»»

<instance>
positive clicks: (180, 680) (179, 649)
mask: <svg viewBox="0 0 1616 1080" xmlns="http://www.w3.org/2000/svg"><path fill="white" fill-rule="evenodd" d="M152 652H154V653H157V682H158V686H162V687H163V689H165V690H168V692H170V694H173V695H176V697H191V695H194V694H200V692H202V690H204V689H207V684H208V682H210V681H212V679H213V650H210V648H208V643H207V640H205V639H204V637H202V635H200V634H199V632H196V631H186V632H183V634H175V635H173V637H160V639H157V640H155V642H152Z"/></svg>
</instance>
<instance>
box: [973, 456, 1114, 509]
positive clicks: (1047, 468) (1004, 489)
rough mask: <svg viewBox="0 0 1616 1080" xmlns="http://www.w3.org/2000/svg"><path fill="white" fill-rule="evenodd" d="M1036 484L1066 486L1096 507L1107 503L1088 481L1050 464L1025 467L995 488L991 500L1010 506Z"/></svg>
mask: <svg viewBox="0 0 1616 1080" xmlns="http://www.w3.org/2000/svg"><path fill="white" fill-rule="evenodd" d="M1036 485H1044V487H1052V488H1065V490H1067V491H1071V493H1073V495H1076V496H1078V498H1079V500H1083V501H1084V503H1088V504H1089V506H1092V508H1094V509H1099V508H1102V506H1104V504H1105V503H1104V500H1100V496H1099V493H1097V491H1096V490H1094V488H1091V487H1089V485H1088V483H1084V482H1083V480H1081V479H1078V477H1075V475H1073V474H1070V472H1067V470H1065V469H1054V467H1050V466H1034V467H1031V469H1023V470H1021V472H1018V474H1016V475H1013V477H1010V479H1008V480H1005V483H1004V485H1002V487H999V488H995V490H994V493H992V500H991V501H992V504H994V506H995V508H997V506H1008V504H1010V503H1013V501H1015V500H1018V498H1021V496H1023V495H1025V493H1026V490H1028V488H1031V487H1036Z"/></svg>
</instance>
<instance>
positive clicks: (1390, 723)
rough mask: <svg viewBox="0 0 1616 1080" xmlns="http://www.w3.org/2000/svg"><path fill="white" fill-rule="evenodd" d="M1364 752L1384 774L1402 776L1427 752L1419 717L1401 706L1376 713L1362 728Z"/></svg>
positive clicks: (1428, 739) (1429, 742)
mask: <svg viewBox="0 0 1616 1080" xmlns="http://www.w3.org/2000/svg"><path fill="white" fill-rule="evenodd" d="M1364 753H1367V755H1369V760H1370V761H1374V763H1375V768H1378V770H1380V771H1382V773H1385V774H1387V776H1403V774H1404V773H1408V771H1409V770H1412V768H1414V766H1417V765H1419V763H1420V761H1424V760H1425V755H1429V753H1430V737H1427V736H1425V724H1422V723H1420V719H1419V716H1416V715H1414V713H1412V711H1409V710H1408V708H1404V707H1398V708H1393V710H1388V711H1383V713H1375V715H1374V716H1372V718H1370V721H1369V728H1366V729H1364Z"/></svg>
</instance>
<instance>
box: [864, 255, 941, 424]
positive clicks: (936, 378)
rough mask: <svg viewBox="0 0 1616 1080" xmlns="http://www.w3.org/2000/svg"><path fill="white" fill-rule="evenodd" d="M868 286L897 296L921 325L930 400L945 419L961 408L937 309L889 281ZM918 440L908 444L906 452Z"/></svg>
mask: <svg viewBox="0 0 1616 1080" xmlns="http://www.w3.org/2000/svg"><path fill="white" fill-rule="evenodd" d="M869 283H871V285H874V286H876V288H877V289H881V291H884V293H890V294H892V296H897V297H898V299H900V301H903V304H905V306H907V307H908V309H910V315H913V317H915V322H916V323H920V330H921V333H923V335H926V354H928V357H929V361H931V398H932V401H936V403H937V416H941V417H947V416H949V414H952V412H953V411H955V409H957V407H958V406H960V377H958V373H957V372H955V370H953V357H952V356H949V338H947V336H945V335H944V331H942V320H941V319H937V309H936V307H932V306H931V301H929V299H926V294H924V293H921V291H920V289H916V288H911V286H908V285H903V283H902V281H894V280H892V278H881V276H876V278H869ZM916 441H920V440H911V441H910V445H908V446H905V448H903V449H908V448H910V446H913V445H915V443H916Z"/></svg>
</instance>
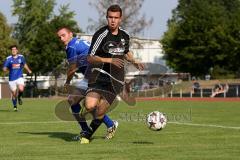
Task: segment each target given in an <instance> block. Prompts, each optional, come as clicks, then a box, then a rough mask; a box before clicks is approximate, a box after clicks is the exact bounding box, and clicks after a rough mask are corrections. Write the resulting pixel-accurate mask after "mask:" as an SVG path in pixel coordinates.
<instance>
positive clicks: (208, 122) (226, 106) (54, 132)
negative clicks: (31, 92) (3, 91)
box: [0, 99, 240, 160]
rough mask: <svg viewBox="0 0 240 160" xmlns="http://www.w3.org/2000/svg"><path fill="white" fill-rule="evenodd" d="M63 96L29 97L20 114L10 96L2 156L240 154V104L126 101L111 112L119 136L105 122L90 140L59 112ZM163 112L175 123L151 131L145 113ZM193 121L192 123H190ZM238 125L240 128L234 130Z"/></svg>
mask: <svg viewBox="0 0 240 160" xmlns="http://www.w3.org/2000/svg"><path fill="white" fill-rule="evenodd" d="M59 101H60V100H48V99H35V100H31V99H26V100H25V101H24V104H23V106H20V107H19V112H13V110H12V108H11V103H10V100H1V101H0V159H1V160H67V159H69V160H75V159H76V160H77V159H78V160H79V159H87V160H89V159H98V160H99V159H105V160H106V159H114V160H123V159H124V160H134V159H136V160H139V159H147V160H149V159H164V160H175V159H176V160H177V159H179V160H203V159H209V160H214V159H216V160H226V159H239V157H240V152H239V150H240V116H239V115H240V102H190V101H146V102H139V103H138V104H137V105H136V106H135V107H128V106H126V105H125V104H124V103H121V104H120V105H119V106H118V107H117V108H116V109H115V110H113V111H112V112H111V113H109V115H110V116H111V117H112V118H113V119H116V120H118V121H119V123H120V124H119V128H118V130H117V132H116V136H115V137H114V138H113V139H112V140H109V141H106V140H104V139H103V136H104V134H105V132H106V127H105V126H104V125H102V126H101V128H100V129H99V130H98V131H97V132H96V134H95V135H94V139H93V140H92V141H91V143H90V144H87V145H81V144H80V143H79V142H76V141H72V139H71V138H72V137H73V136H75V135H77V134H78V133H79V128H78V126H77V124H76V123H75V122H62V121H61V120H59V119H58V118H57V117H56V116H55V114H54V113H55V112H54V109H55V105H56V104H57V103H58V102H59ZM154 110H159V111H162V112H165V113H166V114H167V115H168V118H169V120H170V123H168V124H167V126H166V128H164V129H163V130H161V131H151V130H149V129H148V128H147V127H146V125H145V123H144V119H145V115H146V114H147V113H149V112H151V111H154ZM191 124H193V125H191ZM231 127H238V128H231Z"/></svg>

««

If an entry contains a picture, leave it out and repeat the rest exactly.

<instance>
positive clicks: (180, 680) (179, 649)
mask: <svg viewBox="0 0 1616 1080" xmlns="http://www.w3.org/2000/svg"><path fill="white" fill-rule="evenodd" d="M152 652H154V653H157V682H158V686H162V687H163V689H165V690H168V692H170V694H173V695H176V697H191V695H194V694H200V692H202V690H204V689H207V684H208V682H210V681H212V679H213V650H210V648H208V643H207V640H205V639H204V637H202V635H200V634H199V632H196V631H186V632H183V634H175V635H173V637H160V639H157V640H155V642H152Z"/></svg>
</instance>
<instance>
box: [973, 456, 1114, 509]
positive clicks: (1047, 468) (1004, 489)
rough mask: <svg viewBox="0 0 1616 1080" xmlns="http://www.w3.org/2000/svg"><path fill="white" fill-rule="evenodd" d="M1036 484L1066 486L1096 507L1107 503L1088 481L1050 464L1025 467L995 488L991 500L1010 506Z"/></svg>
mask: <svg viewBox="0 0 1616 1080" xmlns="http://www.w3.org/2000/svg"><path fill="white" fill-rule="evenodd" d="M1036 485H1044V487H1052V488H1065V490H1067V491H1071V493H1073V495H1076V496H1078V498H1079V500H1083V501H1084V503H1088V504H1089V506H1092V508H1094V509H1099V508H1102V506H1104V504H1105V503H1104V500H1100V496H1099V493H1097V491H1096V490H1094V488H1091V487H1089V485H1088V483H1084V482H1083V480H1081V479H1078V477H1075V475H1073V474H1070V472H1067V470H1065V469H1054V467H1050V466H1034V467H1031V469H1023V470H1021V472H1018V474H1016V475H1013V477H1010V479H1008V480H1005V483H1004V485H1002V487H999V488H995V490H994V493H992V500H991V501H992V504H994V506H995V508H997V506H1008V504H1010V503H1013V501H1015V500H1018V498H1021V496H1023V495H1025V493H1026V490H1028V488H1031V487H1036Z"/></svg>
</instance>
<instance>
positive clicks: (1390, 723)
rough mask: <svg viewBox="0 0 1616 1080" xmlns="http://www.w3.org/2000/svg"><path fill="white" fill-rule="evenodd" d="M1364 752L1384 774L1402 776L1427 752L1419 717L1401 706L1376 713L1362 728Z"/></svg>
positive clicks: (1428, 739) (1429, 742)
mask: <svg viewBox="0 0 1616 1080" xmlns="http://www.w3.org/2000/svg"><path fill="white" fill-rule="evenodd" d="M1364 753H1367V755H1369V760H1370V761H1374V763H1375V768H1378V770H1380V771H1382V773H1385V774H1387V776H1403V774H1404V773H1408V771H1409V770H1412V768H1414V766H1417V765H1419V763H1420V761H1424V760H1425V755H1429V753H1430V737H1427V736H1425V724H1422V723H1420V719H1419V716H1416V715H1414V713H1412V711H1409V710H1408V708H1404V707H1398V708H1393V710H1388V711H1383V713H1375V715H1374V716H1372V718H1370V721H1369V728H1366V729H1364Z"/></svg>
</instance>
<instance>
box: [864, 255, 941, 424]
positive clicks: (936, 378)
rough mask: <svg viewBox="0 0 1616 1080" xmlns="http://www.w3.org/2000/svg"><path fill="white" fill-rule="evenodd" d="M868 286L897 296L921 325L930 400L945 419L961 408L937 309L889 281ZM918 440L908 444L906 452Z"/></svg>
mask: <svg viewBox="0 0 1616 1080" xmlns="http://www.w3.org/2000/svg"><path fill="white" fill-rule="evenodd" d="M869 283H871V285H874V286H876V288H877V289H881V291H884V293H890V294H892V296H897V297H898V299H900V301H903V304H905V306H907V307H908V309H910V315H913V317H915V322H916V323H920V330H921V333H923V335H926V354H928V357H929V361H931V398H932V401H936V403H937V416H941V417H947V416H949V414H952V412H953V411H955V409H957V407H958V406H960V377H958V373H957V372H955V370H953V357H952V356H949V338H947V336H945V335H944V331H942V320H941V319H937V309H936V307H932V306H931V301H929V299H926V294H924V293H921V291H920V289H916V288H911V286H908V285H903V283H902V281H894V280H892V278H881V276H876V278H869ZM916 441H920V440H911V441H910V445H908V446H905V448H903V449H908V448H910V446H913V445H915V443H916Z"/></svg>
</instance>
Task: segment each target given in an <instance> block. Prompts, each optional, come as clicks, then a box, then a rough mask; a box before clicks is approximate, a box after clicks is the exact bounding box, and clicks after a rough mask are corrections. Write the resulting pixel-accurate mask after "mask:" as an SVG path in pixel coordinates.
<instance>
positive clicks: (208, 122) (226, 106) (54, 132)
negative clicks: (31, 92) (3, 91)
box: [0, 99, 240, 160]
rough mask: <svg viewBox="0 0 240 160" xmlns="http://www.w3.org/2000/svg"><path fill="white" fill-rule="evenodd" d="M63 96L29 97L20 114L10 96L2 156L240 154V104L126 101L111 112L119 136L105 122L90 140L59 112ZM163 112L175 123L151 131L145 113ZM193 121L192 123H190ZM238 125L240 128L234 130Z"/></svg>
mask: <svg viewBox="0 0 240 160" xmlns="http://www.w3.org/2000/svg"><path fill="white" fill-rule="evenodd" d="M59 101H60V100H48V99H35V100H31V99H26V100H25V101H24V104H23V106H20V107H19V112H13V110H12V108H11V103H10V100H1V101H0V159H1V160H67V159H69V160H75V159H76V160H77V159H78V160H79V159H87V160H89V159H98V160H99V159H105V160H106V159H114V160H123V159H124V160H134V159H136V160H139V159H147V160H149V159H164V160H175V159H176V160H177V159H179V160H203V159H209V160H214V159H216V160H226V159H239V157H240V152H239V150H240V116H239V115H240V102H190V101H146V102H139V103H138V104H137V105H136V106H135V107H128V106H126V105H125V104H124V103H121V104H120V105H119V106H118V107H117V108H116V109H115V110H113V111H112V112H111V113H109V115H110V116H111V117H112V118H113V119H116V120H118V121H119V123H120V124H119V128H118V130H117V132H116V136H115V137H114V138H113V139H112V140H109V141H106V140H104V139H103V136H104V134H105V132H106V127H105V126H104V125H102V126H101V128H100V129H99V130H98V131H97V132H96V134H95V135H94V139H93V140H92V141H91V143H90V144H87V145H81V144H80V143H79V142H76V141H72V139H71V138H72V137H73V136H75V135H77V134H78V133H79V128H78V126H77V124H76V123H75V122H62V121H61V120H59V119H58V118H57V117H56V116H55V114H54V113H55V112H54V109H55V105H56V104H57V103H58V102H59ZM154 110H159V111H162V112H165V113H166V114H167V115H168V118H169V120H170V123H168V124H167V126H166V128H164V129H163V130H161V131H151V130H149V129H148V128H147V127H146V125H145V123H144V119H145V115H146V114H147V113H149V112H151V111H154ZM191 124H193V125H191ZM231 127H238V128H231Z"/></svg>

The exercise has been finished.